__Task directions__
Produce all the records again exactly as they stand.

__Material to process__
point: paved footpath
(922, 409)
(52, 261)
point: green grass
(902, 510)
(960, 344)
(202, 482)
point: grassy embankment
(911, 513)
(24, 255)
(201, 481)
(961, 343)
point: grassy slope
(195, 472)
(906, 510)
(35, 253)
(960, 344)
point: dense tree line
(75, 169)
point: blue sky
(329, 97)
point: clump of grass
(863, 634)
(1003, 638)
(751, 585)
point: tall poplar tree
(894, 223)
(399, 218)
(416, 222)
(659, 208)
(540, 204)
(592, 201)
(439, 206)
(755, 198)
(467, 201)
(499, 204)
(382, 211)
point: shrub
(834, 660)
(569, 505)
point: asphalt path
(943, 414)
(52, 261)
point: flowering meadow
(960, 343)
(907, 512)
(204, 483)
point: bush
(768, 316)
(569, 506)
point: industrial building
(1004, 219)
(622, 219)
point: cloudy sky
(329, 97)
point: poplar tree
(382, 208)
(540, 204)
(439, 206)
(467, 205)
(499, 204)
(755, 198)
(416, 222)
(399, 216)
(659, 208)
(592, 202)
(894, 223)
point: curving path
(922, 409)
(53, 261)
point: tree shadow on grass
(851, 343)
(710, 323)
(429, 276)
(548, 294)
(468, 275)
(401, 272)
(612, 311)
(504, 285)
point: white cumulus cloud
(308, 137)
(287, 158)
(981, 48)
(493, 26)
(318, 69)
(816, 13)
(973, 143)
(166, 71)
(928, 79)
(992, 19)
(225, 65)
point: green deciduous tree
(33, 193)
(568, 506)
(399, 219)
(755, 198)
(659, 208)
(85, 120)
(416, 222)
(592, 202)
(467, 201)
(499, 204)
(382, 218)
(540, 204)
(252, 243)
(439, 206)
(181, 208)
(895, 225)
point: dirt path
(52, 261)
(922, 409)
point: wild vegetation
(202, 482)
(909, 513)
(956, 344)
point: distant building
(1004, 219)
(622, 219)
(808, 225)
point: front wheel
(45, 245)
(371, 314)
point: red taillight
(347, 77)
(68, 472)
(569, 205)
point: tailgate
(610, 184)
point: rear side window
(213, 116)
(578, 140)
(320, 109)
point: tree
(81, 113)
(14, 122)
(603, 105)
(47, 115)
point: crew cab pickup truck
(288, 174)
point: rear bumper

__Response area__
point: paved footpath
(922, 409)
(52, 261)
point: green grass
(902, 510)
(960, 344)
(202, 482)
point: grassy embankment
(911, 513)
(24, 255)
(201, 481)
(961, 343)
point: grassy slope
(195, 472)
(906, 510)
(35, 253)
(960, 344)
point: dense tree line
(75, 169)
point: blue sky
(329, 97)
point: clump of grass
(863, 634)
(1003, 638)
(751, 585)
point: tall poplar tree
(894, 223)
(399, 218)
(416, 222)
(659, 208)
(540, 204)
(592, 201)
(439, 206)
(755, 198)
(467, 201)
(499, 204)
(382, 211)
point: shrub
(834, 660)
(569, 505)
point: asphalt path
(943, 414)
(52, 261)
point: flowering meadow
(960, 343)
(907, 512)
(204, 483)
point: bush
(768, 316)
(569, 506)
point: industrial building
(1004, 219)
(622, 219)
point: cloudy sky
(329, 97)
point: poplar tree
(382, 208)
(540, 204)
(439, 206)
(467, 205)
(499, 204)
(755, 198)
(416, 222)
(399, 216)
(659, 208)
(592, 202)
(894, 223)
point: curving path
(922, 409)
(53, 261)
point: tree shadow on grass
(851, 343)
(710, 323)
(429, 276)
(548, 294)
(468, 275)
(401, 272)
(612, 311)
(504, 285)
point: white cumulus cloud
(308, 137)
(287, 158)
(981, 48)
(493, 26)
(318, 69)
(816, 13)
(973, 143)
(166, 71)
(928, 79)
(992, 19)
(225, 65)
point: green deciduous tree
(33, 193)
(568, 506)
(399, 219)
(755, 198)
(659, 208)
(85, 120)
(416, 222)
(592, 202)
(467, 201)
(499, 204)
(382, 218)
(540, 204)
(252, 243)
(439, 206)
(181, 208)
(895, 225)
point: dirt path
(52, 261)
(922, 409)
point: wild vegetation
(202, 482)
(909, 513)
(956, 344)
point: distant building
(1004, 219)
(622, 219)
(808, 225)
point: front wheel
(45, 245)
(371, 314)
point: red taillight
(347, 77)
(68, 472)
(569, 205)
point: tailgate
(610, 184)
point: rear side window
(213, 116)
(578, 140)
(320, 109)
point: tree
(81, 113)
(14, 122)
(603, 105)
(47, 115)
point: crew cab pickup truck
(288, 174)
point: rear bumper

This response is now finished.